WORK REQUIRED
Your task is to output the entries below word for word.

Stored data

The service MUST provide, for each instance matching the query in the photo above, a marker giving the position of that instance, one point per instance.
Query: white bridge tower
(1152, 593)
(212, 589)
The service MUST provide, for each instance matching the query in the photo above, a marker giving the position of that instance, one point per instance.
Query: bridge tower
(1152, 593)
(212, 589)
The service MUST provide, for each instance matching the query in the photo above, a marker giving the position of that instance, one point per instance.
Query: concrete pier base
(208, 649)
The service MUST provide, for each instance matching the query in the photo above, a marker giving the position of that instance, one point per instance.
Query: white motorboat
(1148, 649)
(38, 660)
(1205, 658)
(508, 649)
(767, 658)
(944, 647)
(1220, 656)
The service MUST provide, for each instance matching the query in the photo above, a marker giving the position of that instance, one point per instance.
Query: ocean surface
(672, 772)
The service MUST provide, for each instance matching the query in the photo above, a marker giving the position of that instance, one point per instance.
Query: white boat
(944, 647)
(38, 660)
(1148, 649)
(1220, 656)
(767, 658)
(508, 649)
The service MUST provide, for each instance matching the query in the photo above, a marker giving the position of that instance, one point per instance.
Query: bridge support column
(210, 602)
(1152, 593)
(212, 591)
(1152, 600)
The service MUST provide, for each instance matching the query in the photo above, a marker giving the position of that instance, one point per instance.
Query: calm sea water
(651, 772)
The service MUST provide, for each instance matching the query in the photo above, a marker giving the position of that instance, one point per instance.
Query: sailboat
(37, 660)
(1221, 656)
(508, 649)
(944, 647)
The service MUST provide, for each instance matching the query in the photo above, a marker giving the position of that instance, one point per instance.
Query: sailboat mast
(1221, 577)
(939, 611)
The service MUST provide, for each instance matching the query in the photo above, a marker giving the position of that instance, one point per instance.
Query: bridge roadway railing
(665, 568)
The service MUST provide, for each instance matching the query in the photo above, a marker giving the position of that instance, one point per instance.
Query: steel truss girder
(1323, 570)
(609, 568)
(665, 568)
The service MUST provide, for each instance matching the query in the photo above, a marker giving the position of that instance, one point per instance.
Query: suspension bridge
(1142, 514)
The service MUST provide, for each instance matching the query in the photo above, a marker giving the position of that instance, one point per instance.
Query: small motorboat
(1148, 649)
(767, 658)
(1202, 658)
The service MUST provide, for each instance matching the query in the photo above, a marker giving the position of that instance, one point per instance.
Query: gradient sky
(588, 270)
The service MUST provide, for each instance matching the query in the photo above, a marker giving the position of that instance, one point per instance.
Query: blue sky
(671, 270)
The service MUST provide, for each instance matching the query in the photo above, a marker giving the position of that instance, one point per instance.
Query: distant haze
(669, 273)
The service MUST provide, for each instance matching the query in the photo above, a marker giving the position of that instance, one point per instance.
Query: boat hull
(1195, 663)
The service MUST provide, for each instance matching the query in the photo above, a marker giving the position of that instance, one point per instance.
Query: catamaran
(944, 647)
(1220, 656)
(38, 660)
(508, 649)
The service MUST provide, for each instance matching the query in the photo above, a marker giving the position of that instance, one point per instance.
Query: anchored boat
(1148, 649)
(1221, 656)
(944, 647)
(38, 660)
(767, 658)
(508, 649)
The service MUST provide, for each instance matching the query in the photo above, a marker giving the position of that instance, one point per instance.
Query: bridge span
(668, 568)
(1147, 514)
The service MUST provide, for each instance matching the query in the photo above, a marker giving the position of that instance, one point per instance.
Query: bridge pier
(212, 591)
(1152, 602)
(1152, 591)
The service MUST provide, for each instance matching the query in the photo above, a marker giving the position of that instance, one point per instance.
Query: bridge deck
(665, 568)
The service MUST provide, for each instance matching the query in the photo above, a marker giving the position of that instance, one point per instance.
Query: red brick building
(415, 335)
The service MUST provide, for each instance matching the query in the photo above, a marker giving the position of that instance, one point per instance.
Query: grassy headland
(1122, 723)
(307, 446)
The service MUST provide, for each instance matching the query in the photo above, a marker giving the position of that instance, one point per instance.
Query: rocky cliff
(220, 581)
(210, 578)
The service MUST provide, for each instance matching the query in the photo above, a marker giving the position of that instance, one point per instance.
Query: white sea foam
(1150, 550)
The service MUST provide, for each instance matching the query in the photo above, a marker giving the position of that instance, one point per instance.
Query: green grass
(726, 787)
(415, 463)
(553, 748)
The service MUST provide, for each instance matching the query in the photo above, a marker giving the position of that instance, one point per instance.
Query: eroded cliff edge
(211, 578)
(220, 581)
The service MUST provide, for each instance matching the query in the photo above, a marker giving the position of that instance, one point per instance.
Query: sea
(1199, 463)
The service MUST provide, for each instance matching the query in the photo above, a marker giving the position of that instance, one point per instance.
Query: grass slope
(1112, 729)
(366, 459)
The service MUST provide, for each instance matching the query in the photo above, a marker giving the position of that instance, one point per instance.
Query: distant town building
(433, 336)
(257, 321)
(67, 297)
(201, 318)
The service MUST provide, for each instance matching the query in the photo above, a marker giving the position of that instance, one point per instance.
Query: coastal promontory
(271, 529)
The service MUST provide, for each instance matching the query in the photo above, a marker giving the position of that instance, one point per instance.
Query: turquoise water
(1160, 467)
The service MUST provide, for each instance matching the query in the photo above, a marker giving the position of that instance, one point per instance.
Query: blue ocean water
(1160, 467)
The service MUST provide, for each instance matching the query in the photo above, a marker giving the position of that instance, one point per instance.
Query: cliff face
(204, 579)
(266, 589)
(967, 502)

TASK RESULT
The service MUST provide, for each instance matching the query in the photo above, a marker giving the position of that instance, one point per instance.
Query: white bridge tower
(1152, 593)
(212, 589)
The service MUST provide, for each instance matching the query in the photo above, a marker giving the position of that instance, one point per instance.
Query: bridge tower
(1152, 593)
(212, 589)
The service MUST provide, for each instance matching the query in the photo above, a marker giving the position of that instance, one point per instance.
Query: concrete pier base
(208, 649)
The service MUST provide, for each instance matching the query in the photo above, a marker giving the position of that instance, one point per instance.
Query: white motorboat
(1148, 649)
(38, 660)
(1205, 658)
(508, 649)
(767, 658)
(944, 647)
(1220, 656)
The service MUST provide, for each instance matching the query in the photo above, a marker giving the position of that instance, one point per instance.
Query: ocean surface
(672, 772)
The service MUST provide, for each instance matching the query in the photo above, a marker giving the position of that instance, one point per instance.
Query: white boat
(944, 647)
(38, 660)
(1148, 649)
(1220, 656)
(767, 658)
(508, 649)
The service MUST provide, for each instance matching the query in the photo above, a marker giving the position of that instance, one point per instance.
Query: bridge support column
(210, 602)
(1152, 593)
(212, 591)
(1152, 600)
The service MUST provide, for each instance matching the query in the photo above, a marker giving the position of that instance, one point per instance.
Query: calm sea water
(651, 772)
The service MUST provide, for each instance matching the query in the photo above, a marker giving the position of that instance, one point per instance.
Query: sailboat
(37, 660)
(1221, 656)
(508, 649)
(944, 647)
The service MUST provide, for each instance matching the query in the photo above, a marker giving the position of that instance, one point per instance.
Query: sailboat mast
(1221, 577)
(939, 611)
The service MUST provide, for each instance matching the query in the photo above, a marker giving the position of that instance, one point per instance.
Query: bridge roadway railing
(665, 568)
The service MUST provide, for each instance matching the query in the photo above, a marker giving the position of that instance, one point per instance.
Query: steel truss girder
(1323, 570)
(609, 568)
(665, 568)
The service MUST provide, for each instance matching the query in the photo above, a marker giving the position of that instance, one point per instance.
Query: suspension bridge
(1142, 514)
The service MUST provide, for each instance matching the query in the photo above, a marker giving the position of that instance, one point per instance.
Query: small motorboat
(1148, 649)
(767, 658)
(1202, 658)
The service MUST provide, for each instance matching the query in the photo above, a marker giving the position of that instance, one point per instance.
Query: gradient sky
(588, 270)
The service MUST provide, for each instance matching the query in the photo above, a marker giving the position of that instance, one point per instance.
Query: blue sky
(671, 270)
The service MUST provide, for each instance matching the query in the photo above, a marker giving the position of that instance, one point per instance.
Query: distant haze
(669, 273)
The service MUST provide, for each instance matching the query in the photo above, a marker giving the position of that instance, one point per instance.
Query: boat hull
(1195, 663)
The service MUST provide, for each instance matching the query in the photo above, a marker giving the position of that instance, one point per instance.
Query: catamaran
(944, 647)
(1220, 656)
(38, 660)
(508, 649)
The service MUST provide, for each instance matching the query in the photo above, a marker giving the position of that instance, one point per instance.
Query: anchored boat
(1148, 649)
(1221, 656)
(944, 647)
(38, 660)
(767, 658)
(508, 649)
The service MUST provide, for each instance matching the query in the photo above, a marker giving the position of that instance, one point per instance.
Query: bridge span
(668, 568)
(1147, 514)
The service MUST provide, for each instance matching the query in the photo above, a marker giving the position of that instance, one point per instance.
Query: bridge pier
(212, 591)
(1152, 602)
(1152, 591)
The service MUST provide, for each instance matching the query in the photo above, a marker giving the position of that instance, one point per instance.
Query: bridge deck
(665, 568)
The service MUST provide, for each instance matching the query in the photo above, a marker giving the position of that instance, one point per instance.
Query: red brick building
(415, 335)
The service MUST provide, for each instance matching the query in the photo above, a marker giving the position of that instance, one point per instance.
Query: grassy headland
(1122, 723)
(307, 446)
The service MUST provide, for each instance matching the query in the photo above, a marker giving the position of that instance, one point per instance.
Query: rocky cliff
(220, 581)
(210, 578)
The service MUST provide, for each instance matching the query in the photo above, a marker giving the position of that instance, one point per instance.
Query: white sea foam
(1150, 550)
The service MUST provide, for each instance matching the query in the photo above, a marker giving the position of that instance, one point per instance.
Query: green grass
(726, 787)
(415, 463)
(553, 748)
The service MUST provide, for each instance matching the query in the photo above, a marker giving the position of that instance, one point per instance.
Query: eroded cliff edge
(211, 578)
(220, 581)
The service MUST provide, for each instance matching the query in the photo above, a marker giving the position of that instance, one point per instance.
Query: sea
(1199, 463)
The service MUST provide, for each instance matching the query in the photo above, a marker giving the position of that instance, one point per instance.
Query: grass slope
(1112, 729)
(366, 459)
The service MUST provide, for each instance matching the query in the photo above, a marker giving the position of that instance, one point per instance.
Query: distant town building
(433, 336)
(257, 321)
(67, 297)
(201, 318)
The service MUST provide, for each instance matching the query in the photo above, a marker giving the position of that instance, one point per instance.
Query: coastal promontory
(271, 529)
The service MUST provide, for each instance matching the query in the photo above, a marker giving the position of that instance, one point per instance.
Query: turquoise water
(1160, 467)
The service MUST provide, for each instance matching the query in the photo above, a marker giving the position of that instance, one point per instance.
Query: blue ocean water
(1160, 467)
The service MUST provide, for each instance matching the query in the photo above, a marker giving the position of that instance, one point per instance.
Query: cliff face
(204, 579)
(266, 589)
(967, 502)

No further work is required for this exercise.